*GIVEN RECORDS*.
■ ■ ■ ■
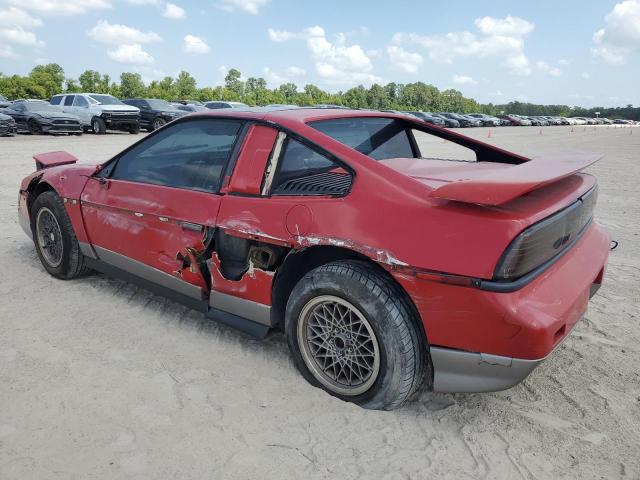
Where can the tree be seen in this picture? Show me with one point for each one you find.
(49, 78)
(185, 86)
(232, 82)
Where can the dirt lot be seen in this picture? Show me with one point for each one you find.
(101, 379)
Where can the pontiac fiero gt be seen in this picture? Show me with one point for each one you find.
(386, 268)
■ ■ ■ ■
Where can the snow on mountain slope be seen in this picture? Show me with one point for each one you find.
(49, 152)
■ ■ ■ ■
*SHORT TASK*. From the listing above, extract each line that contains the string "tree".

*FINAL ANSWER*.
Where can the tree be seen in this picture? Show me with one point for each one you find.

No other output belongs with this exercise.